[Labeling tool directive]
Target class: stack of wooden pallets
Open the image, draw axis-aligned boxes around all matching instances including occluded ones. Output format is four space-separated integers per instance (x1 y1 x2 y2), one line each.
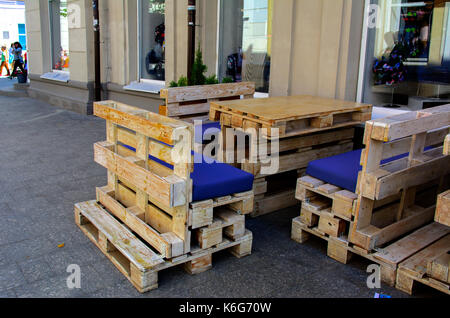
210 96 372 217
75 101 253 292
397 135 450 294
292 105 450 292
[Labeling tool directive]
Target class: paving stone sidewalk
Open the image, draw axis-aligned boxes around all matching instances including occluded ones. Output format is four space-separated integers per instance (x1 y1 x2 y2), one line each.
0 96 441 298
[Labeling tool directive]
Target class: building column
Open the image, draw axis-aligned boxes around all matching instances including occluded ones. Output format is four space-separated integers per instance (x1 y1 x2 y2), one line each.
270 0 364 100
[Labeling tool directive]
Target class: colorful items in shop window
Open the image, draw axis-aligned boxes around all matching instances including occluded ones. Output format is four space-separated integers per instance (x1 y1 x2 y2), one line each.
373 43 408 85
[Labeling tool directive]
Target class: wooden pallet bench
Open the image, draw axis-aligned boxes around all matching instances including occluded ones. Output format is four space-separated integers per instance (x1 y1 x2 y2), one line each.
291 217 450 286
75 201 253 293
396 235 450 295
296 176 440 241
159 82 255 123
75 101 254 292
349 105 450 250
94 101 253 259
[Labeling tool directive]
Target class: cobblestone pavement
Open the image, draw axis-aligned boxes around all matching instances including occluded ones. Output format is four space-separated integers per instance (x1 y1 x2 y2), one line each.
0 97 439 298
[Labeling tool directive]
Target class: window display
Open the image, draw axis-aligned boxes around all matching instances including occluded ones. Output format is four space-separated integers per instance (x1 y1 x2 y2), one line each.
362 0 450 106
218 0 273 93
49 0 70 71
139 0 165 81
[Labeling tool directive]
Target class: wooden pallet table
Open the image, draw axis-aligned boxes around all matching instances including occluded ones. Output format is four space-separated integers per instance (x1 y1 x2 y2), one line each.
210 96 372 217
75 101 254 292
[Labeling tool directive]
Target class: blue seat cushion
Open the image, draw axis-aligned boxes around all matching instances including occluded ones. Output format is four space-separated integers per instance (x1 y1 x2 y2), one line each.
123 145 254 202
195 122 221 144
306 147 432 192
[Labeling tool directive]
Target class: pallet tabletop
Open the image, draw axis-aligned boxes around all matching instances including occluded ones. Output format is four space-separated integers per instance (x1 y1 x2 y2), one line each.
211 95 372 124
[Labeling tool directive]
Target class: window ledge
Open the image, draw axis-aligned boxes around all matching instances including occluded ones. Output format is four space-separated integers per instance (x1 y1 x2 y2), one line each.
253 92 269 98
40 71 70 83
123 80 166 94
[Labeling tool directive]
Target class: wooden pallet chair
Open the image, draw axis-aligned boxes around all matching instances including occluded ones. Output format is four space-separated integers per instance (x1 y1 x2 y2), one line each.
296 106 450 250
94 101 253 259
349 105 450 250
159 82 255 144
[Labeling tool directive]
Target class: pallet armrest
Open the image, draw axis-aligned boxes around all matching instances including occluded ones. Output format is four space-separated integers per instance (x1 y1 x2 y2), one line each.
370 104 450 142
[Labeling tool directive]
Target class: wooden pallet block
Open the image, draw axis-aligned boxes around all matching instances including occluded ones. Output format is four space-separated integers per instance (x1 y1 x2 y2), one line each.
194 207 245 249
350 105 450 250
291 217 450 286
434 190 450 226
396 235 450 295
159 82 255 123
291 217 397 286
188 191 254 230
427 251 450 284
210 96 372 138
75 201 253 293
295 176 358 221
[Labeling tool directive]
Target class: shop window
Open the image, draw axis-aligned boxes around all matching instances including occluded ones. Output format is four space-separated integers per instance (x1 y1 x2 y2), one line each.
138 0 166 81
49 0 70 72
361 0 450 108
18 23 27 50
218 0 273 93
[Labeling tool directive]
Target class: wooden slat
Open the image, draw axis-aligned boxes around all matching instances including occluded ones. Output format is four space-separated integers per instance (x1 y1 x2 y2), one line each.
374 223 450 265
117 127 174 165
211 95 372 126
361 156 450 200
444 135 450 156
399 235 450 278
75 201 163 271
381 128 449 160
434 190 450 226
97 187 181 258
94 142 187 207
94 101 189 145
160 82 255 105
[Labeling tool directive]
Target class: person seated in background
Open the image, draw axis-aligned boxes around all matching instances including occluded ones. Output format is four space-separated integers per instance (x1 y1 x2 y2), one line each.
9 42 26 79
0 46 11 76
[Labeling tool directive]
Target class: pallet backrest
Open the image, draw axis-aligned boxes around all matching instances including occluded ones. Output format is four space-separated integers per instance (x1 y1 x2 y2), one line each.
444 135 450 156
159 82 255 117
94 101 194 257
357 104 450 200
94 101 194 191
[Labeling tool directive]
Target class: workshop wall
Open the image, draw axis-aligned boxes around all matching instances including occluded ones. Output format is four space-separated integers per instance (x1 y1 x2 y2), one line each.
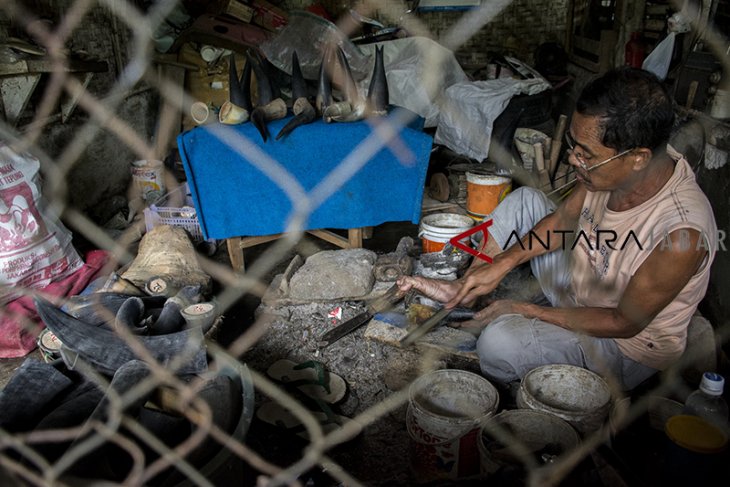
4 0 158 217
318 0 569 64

### WRITTEN EXERCISE:
Gather each line of the data that contains the word "window" and copy those lines in full. Case counts.

### FULL RESPONSE:
Target class: colorful items in shop window
Target class: window display
Target class: window ledge
Target class: shop window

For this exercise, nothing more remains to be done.